A triangle is made up of three points, $A, B$, and $P$.
$A(-1, 0)$
$B(0, 1)$
$P$ is a point on $y^2 = x$
Minimize the area of Triangle $ABP$.
My approach is far too complicated, which generalize $P$ as $(t^2, t)$, which makes the whole thing quite messy. Maybe that's the right thing to do but I'm looking at the whole thing wrong.
On
One way is with lagrange multipliers. Think of $ AB $ as the base of the triangle. Then the area will be minimized when P is closest to the line $ AB $. This requires the tangent of $ y^2 = x $ to be parallel to the line $ AB $, which has slope 1. So $ \frac{dy}{dx} = \frac{1}{2 \sqrt{x}} = 1 $, which gives $ x = \frac{1}{4} $.
HINT:
$1$st of all, it should be $(t^2,t)$
Now the area $$\frac12\left|\det\begin{pmatrix} -1 & 0 & 1 \\ 0 & 1 & 1 \\ t^2 & t&1\end{pmatrix}\right|$$
$$=\frac12 (t^2-t+1)=\frac{(2t-1)^2+3}8\ge \frac38$$
So, the area will be minimum if $t=\frac12$

▸ Data provided
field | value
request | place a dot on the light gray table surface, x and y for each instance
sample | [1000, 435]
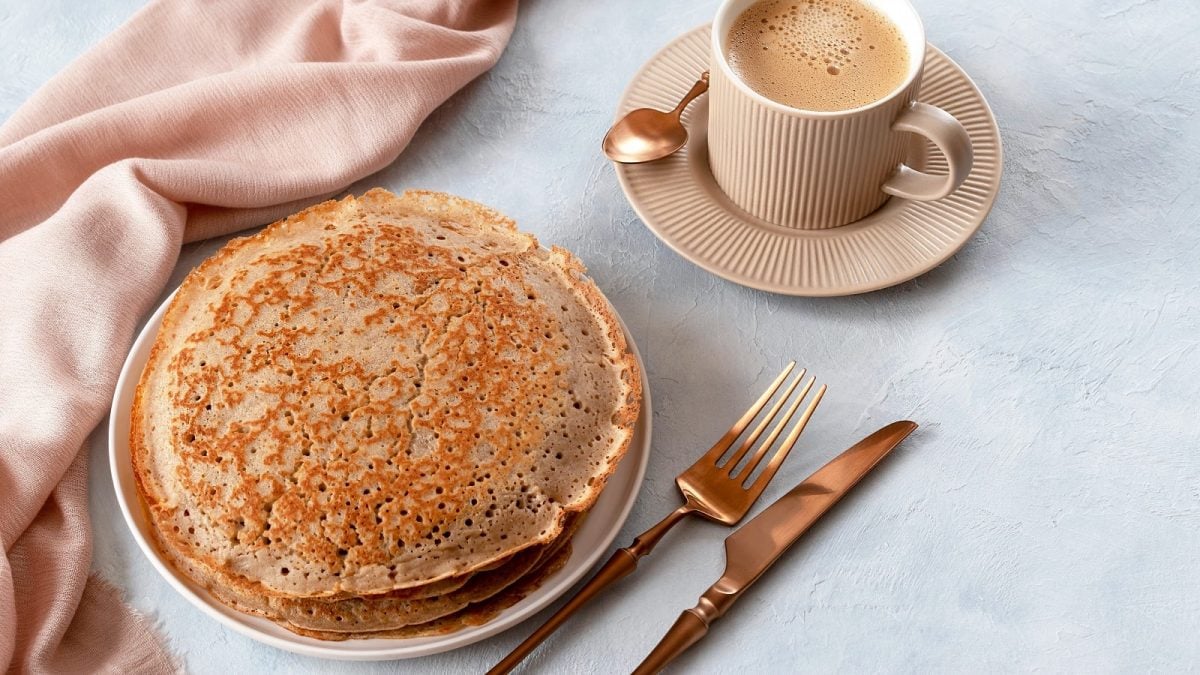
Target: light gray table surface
[1047, 514]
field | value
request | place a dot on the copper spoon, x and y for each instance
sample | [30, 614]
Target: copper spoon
[646, 135]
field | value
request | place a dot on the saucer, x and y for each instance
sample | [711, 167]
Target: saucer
[681, 202]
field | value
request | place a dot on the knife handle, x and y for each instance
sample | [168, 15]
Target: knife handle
[687, 631]
[619, 566]
[691, 626]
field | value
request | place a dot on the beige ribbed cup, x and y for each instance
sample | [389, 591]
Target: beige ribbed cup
[819, 169]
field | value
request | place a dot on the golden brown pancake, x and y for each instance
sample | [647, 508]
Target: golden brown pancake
[377, 394]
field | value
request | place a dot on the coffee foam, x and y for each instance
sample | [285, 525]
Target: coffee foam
[817, 54]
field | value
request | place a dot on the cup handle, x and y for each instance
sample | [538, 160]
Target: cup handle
[951, 138]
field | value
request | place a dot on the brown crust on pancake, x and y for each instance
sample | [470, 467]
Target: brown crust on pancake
[263, 521]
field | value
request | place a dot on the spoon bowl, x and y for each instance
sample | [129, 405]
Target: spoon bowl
[646, 135]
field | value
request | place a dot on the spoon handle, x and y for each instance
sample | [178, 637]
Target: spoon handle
[696, 90]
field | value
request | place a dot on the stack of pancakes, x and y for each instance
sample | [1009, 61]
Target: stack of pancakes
[381, 417]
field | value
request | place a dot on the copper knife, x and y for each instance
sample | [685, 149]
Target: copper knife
[755, 547]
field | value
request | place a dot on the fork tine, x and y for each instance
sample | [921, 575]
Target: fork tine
[726, 441]
[762, 425]
[774, 432]
[760, 483]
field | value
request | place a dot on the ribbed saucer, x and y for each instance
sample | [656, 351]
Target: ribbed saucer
[678, 199]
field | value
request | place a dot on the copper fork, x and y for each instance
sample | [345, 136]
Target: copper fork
[713, 489]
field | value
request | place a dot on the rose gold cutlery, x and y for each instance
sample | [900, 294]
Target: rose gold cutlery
[714, 489]
[755, 547]
[646, 135]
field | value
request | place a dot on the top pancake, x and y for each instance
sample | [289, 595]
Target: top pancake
[377, 394]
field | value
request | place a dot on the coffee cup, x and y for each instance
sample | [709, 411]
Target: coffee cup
[822, 168]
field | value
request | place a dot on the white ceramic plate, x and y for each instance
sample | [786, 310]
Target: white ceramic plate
[591, 542]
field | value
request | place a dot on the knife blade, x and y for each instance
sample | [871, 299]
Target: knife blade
[756, 545]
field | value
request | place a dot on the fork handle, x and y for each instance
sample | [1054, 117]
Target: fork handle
[619, 566]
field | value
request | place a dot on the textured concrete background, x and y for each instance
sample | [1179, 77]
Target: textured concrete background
[1047, 515]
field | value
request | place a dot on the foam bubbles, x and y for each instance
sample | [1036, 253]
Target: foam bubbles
[817, 54]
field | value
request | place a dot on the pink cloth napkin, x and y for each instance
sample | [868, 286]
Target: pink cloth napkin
[193, 119]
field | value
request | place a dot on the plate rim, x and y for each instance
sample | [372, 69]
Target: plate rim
[802, 290]
[555, 587]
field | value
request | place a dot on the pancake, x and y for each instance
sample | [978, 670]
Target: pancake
[385, 611]
[378, 394]
[473, 615]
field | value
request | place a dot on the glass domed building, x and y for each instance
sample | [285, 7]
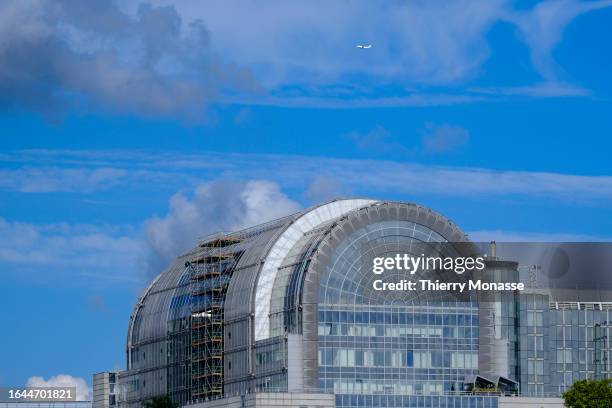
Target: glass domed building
[290, 306]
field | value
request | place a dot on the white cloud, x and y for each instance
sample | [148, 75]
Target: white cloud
[444, 138]
[175, 59]
[542, 29]
[83, 393]
[518, 236]
[213, 207]
[58, 54]
[48, 251]
[355, 175]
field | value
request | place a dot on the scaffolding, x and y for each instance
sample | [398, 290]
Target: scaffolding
[210, 276]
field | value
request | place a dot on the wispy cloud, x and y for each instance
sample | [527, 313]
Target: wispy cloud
[51, 251]
[444, 138]
[525, 236]
[83, 393]
[542, 29]
[59, 54]
[176, 58]
[355, 175]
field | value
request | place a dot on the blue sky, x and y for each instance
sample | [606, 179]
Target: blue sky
[127, 132]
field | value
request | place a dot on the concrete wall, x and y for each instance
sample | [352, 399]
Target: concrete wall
[524, 402]
[266, 400]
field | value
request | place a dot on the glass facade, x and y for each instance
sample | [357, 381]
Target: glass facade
[299, 311]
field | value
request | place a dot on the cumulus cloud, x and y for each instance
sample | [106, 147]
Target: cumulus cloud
[444, 138]
[214, 206]
[83, 393]
[55, 53]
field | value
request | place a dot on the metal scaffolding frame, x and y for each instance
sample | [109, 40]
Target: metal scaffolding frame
[210, 276]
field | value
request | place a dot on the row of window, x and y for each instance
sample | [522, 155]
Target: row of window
[364, 330]
[397, 359]
[399, 318]
[386, 387]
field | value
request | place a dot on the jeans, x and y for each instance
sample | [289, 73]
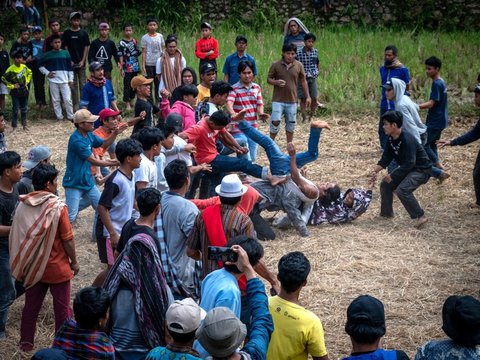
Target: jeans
[7, 293]
[280, 162]
[19, 104]
[77, 200]
[405, 194]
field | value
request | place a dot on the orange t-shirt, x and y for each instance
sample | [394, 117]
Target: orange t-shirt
[58, 267]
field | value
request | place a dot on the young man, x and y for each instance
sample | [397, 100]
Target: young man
[182, 319]
[10, 174]
[298, 331]
[206, 48]
[366, 326]
[53, 261]
[414, 169]
[467, 138]
[57, 66]
[437, 116]
[230, 67]
[286, 75]
[246, 94]
[103, 49]
[129, 54]
[76, 42]
[308, 56]
[391, 68]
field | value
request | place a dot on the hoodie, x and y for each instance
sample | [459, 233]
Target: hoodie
[411, 119]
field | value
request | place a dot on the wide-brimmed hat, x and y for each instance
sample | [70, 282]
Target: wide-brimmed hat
[221, 332]
[461, 320]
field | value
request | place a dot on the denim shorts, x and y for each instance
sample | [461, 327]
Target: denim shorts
[290, 112]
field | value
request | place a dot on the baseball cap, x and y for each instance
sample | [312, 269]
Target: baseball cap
[35, 155]
[184, 316]
[103, 114]
[83, 115]
[207, 67]
[139, 80]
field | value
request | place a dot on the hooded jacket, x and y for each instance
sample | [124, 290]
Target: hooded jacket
[412, 122]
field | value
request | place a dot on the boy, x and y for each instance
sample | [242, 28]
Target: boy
[103, 49]
[230, 68]
[57, 66]
[4, 64]
[206, 48]
[116, 202]
[142, 88]
[298, 331]
[17, 77]
[437, 116]
[285, 75]
[152, 48]
[128, 51]
[76, 42]
[10, 174]
[37, 76]
[308, 56]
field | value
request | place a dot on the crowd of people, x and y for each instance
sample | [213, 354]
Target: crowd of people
[178, 221]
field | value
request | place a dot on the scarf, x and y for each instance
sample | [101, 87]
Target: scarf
[172, 77]
[32, 235]
[96, 81]
[140, 269]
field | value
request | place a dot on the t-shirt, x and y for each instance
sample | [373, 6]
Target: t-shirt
[298, 332]
[118, 196]
[75, 42]
[77, 173]
[58, 266]
[129, 51]
[204, 139]
[292, 76]
[153, 46]
[437, 116]
[150, 109]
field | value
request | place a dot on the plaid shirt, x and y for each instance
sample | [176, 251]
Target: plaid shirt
[81, 343]
[309, 60]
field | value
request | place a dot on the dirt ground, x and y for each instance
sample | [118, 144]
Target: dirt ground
[411, 271]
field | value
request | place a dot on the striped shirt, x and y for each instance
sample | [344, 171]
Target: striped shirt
[234, 224]
[249, 98]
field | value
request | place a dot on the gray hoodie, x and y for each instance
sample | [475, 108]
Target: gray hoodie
[411, 119]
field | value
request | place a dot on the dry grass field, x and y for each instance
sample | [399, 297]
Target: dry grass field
[412, 271]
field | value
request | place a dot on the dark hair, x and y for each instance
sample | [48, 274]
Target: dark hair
[391, 48]
[89, 306]
[309, 36]
[393, 117]
[251, 246]
[293, 270]
[147, 200]
[434, 61]
[242, 65]
[9, 159]
[220, 87]
[127, 147]
[289, 47]
[364, 333]
[220, 118]
[149, 136]
[176, 173]
[42, 174]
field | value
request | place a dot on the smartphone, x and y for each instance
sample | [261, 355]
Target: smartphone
[218, 253]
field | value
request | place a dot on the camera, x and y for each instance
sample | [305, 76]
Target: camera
[218, 253]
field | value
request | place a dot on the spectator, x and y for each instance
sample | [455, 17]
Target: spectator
[53, 261]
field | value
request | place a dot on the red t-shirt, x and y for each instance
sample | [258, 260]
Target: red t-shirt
[204, 140]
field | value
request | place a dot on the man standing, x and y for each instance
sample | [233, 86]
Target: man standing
[285, 75]
[414, 169]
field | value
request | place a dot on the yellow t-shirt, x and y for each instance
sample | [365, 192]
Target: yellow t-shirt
[297, 332]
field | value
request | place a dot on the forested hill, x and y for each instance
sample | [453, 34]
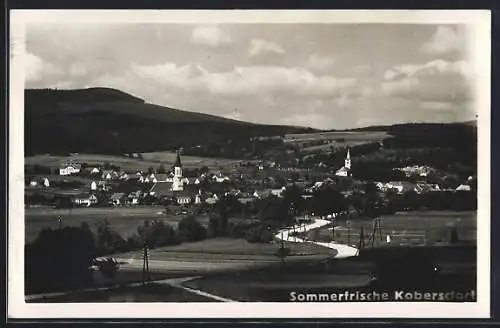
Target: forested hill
[109, 121]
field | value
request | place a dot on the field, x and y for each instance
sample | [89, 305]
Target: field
[334, 139]
[189, 161]
[129, 164]
[148, 293]
[405, 228]
[123, 220]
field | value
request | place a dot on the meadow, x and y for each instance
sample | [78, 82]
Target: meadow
[153, 159]
[337, 136]
[123, 220]
[415, 228]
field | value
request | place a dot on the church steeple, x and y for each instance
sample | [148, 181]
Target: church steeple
[347, 163]
[177, 183]
[178, 160]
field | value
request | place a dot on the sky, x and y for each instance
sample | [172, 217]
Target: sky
[326, 76]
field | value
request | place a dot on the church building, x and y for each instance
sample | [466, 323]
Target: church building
[177, 180]
[346, 169]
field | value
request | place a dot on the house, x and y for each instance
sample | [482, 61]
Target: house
[103, 186]
[162, 177]
[133, 198]
[463, 187]
[220, 178]
[85, 200]
[277, 192]
[422, 171]
[109, 175]
[212, 200]
[69, 169]
[245, 200]
[344, 171]
[399, 186]
[197, 199]
[117, 198]
[422, 187]
[95, 170]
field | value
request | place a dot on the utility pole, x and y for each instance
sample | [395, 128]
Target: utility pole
[333, 229]
[348, 232]
[145, 265]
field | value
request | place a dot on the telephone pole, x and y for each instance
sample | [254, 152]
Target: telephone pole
[348, 232]
[361, 239]
[145, 265]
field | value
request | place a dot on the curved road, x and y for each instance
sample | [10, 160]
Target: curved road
[343, 250]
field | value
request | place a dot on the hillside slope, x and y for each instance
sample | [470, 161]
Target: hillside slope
[109, 121]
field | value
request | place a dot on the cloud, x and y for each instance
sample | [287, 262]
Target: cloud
[36, 69]
[439, 81]
[444, 40]
[434, 105]
[261, 46]
[211, 36]
[77, 70]
[244, 80]
[33, 67]
[320, 62]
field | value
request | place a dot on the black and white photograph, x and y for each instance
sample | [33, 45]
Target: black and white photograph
[318, 164]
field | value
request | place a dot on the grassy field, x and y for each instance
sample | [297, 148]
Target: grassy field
[406, 228]
[229, 249]
[123, 220]
[148, 293]
[346, 137]
[129, 164]
[169, 157]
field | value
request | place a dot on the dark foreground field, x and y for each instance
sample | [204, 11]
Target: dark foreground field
[406, 269]
[148, 293]
[439, 271]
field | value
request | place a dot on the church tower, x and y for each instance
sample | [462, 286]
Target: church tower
[177, 183]
[347, 163]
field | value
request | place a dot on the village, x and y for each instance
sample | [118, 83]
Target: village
[102, 184]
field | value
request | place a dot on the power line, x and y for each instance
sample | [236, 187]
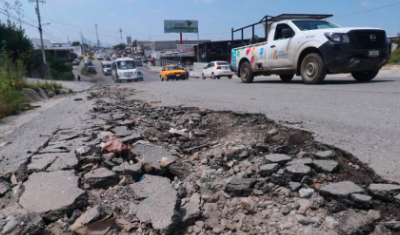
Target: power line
[372, 9]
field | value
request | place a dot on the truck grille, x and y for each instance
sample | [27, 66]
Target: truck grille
[368, 39]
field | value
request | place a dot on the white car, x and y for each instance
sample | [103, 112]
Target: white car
[124, 69]
[217, 69]
[311, 47]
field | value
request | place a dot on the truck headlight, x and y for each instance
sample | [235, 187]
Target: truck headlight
[338, 37]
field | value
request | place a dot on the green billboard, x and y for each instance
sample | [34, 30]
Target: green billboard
[181, 26]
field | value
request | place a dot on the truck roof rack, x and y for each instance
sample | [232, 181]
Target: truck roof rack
[296, 16]
[266, 19]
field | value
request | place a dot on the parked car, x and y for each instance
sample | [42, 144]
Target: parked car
[312, 47]
[106, 67]
[173, 72]
[88, 63]
[138, 63]
[217, 69]
[76, 62]
[91, 69]
[124, 69]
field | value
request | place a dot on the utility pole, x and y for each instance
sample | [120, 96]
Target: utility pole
[120, 31]
[19, 10]
[7, 10]
[98, 41]
[83, 45]
[40, 28]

▸ Stated problem
In the triangle-area thread, which value of t does the hint give for the minimum area?

▸ Answer to this exercise
t = 1/2